Article summary
Genetic algorithms are a class of algorithms designed to explore a large search space and find optimal solutions by mimicking evolution and natural selection. Potential solutions are randomly found, evaluated, and bred with one another in hopes of producing better solutions.
Basic Steps
The process of using genetic algorithms goes like this:
- Determine the problem and goal
- Break down the solution to bite-sized properties (genomes)
- Build a population by randomizing said properties
- Evaluate each unit in the population
- Selectively breed (pick genomes from each parent)
- Rinse and repeat
When to Use Genetic Algorithms
GAs are not good for all kinds of problems. They’re best for problems where there is a clear way to evaluate fitness. If your search space is not well constrained or your evaluation process is computationally expensive, GAs may not find solutions in a sane amount of time. In my experience, they’re most helpful when there is a decent algorithm in place, but the “knobs” just need to be tweaked.

= = = = = = =

* **USING THE INFORMATION**
[A] In one to three sentences, explain why the article on genetic algorithms says they may be a poor choice when evaluating each solution is computationally expensive.
[B] Carry on the article on genetic algorithms, starting after its last sentence.

* **RAW DATA**
= = = = = = =

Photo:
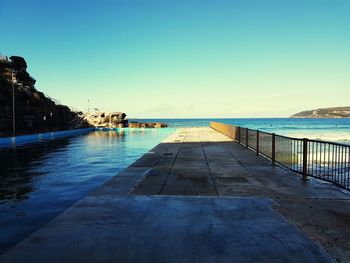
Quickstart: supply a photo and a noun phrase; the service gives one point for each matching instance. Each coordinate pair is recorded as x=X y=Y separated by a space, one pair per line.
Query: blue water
x=323 y=129
x=39 y=181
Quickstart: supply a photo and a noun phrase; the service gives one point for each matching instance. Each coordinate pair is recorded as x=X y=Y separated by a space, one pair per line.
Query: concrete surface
x=198 y=197
x=168 y=229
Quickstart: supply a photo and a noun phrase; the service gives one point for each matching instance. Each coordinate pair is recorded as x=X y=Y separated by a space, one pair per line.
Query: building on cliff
x=34 y=112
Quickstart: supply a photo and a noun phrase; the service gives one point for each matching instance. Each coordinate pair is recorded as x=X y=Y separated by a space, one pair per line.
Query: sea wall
x=40 y=137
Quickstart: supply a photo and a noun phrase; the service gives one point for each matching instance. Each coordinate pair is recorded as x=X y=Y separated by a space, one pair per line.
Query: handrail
x=329 y=161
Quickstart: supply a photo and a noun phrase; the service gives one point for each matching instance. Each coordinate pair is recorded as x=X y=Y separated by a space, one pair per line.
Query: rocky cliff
x=335 y=112
x=34 y=112
x=106 y=120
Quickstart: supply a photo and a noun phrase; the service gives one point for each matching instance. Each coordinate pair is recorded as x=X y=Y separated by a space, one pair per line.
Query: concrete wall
x=227 y=129
x=28 y=139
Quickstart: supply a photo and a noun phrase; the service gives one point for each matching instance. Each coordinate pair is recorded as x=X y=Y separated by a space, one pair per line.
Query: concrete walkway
x=198 y=197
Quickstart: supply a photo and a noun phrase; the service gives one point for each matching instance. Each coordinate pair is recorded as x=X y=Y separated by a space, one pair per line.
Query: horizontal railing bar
x=328 y=161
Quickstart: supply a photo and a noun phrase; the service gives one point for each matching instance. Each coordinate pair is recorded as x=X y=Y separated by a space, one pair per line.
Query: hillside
x=335 y=112
x=34 y=112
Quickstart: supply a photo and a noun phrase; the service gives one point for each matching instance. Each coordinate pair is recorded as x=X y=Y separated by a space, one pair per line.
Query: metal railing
x=328 y=161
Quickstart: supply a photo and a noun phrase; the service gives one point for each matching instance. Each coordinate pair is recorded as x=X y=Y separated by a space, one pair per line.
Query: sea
x=336 y=130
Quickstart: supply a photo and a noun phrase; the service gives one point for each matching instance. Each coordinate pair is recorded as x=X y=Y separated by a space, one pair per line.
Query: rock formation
x=147 y=125
x=34 y=111
x=106 y=120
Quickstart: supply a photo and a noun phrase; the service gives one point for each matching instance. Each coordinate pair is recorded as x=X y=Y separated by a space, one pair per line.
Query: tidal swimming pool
x=39 y=181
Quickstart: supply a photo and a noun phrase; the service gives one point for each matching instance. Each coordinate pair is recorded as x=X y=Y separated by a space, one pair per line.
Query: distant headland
x=334 y=112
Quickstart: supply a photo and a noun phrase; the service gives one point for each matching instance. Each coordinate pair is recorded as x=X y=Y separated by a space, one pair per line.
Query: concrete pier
x=198 y=197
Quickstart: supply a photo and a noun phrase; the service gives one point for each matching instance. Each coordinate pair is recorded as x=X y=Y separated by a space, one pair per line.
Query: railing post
x=273 y=157
x=257 y=142
x=305 y=151
x=239 y=134
x=247 y=137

= = = = = = =

* **PER-TASK ANSWERS**
[A] The process evaluates every unit in the population and then repeats the cycle of breeding and evaluating. If each evaluation is expensive, genetic algorithms may not find solutions in a sane amount of time. The same risk applies when the search space is not well constrained.

[B]
For Example…
On a recent project, we had an algorithm that we knew would work, but we needed to find the best possible settings for the tune-able parameters.
We were using pressure data from inside a testing lung to parse out breath waves and calculate derived values such as breath rate, tidal volumes, and peak pressures. We had many recordings of pressure data and knew the expected results. The goal was simple: find the set of variables that would get us as close as possible to the expected results. Our properties were a handful of settings for our existing algorithm: low/high thresholds, smoothing factors, averaging window sizes, etc.
A simpler illustration
To walk through how it works, let’s use something a little simpler: a cannon.
Like the old Cannon Fodder game, we have a cannon that has two variables: powder and elevation. Our goal is to shoot as far as possible. (Let’s pretend we don’t know about physics and don’t know that 45 degrees is the answer.)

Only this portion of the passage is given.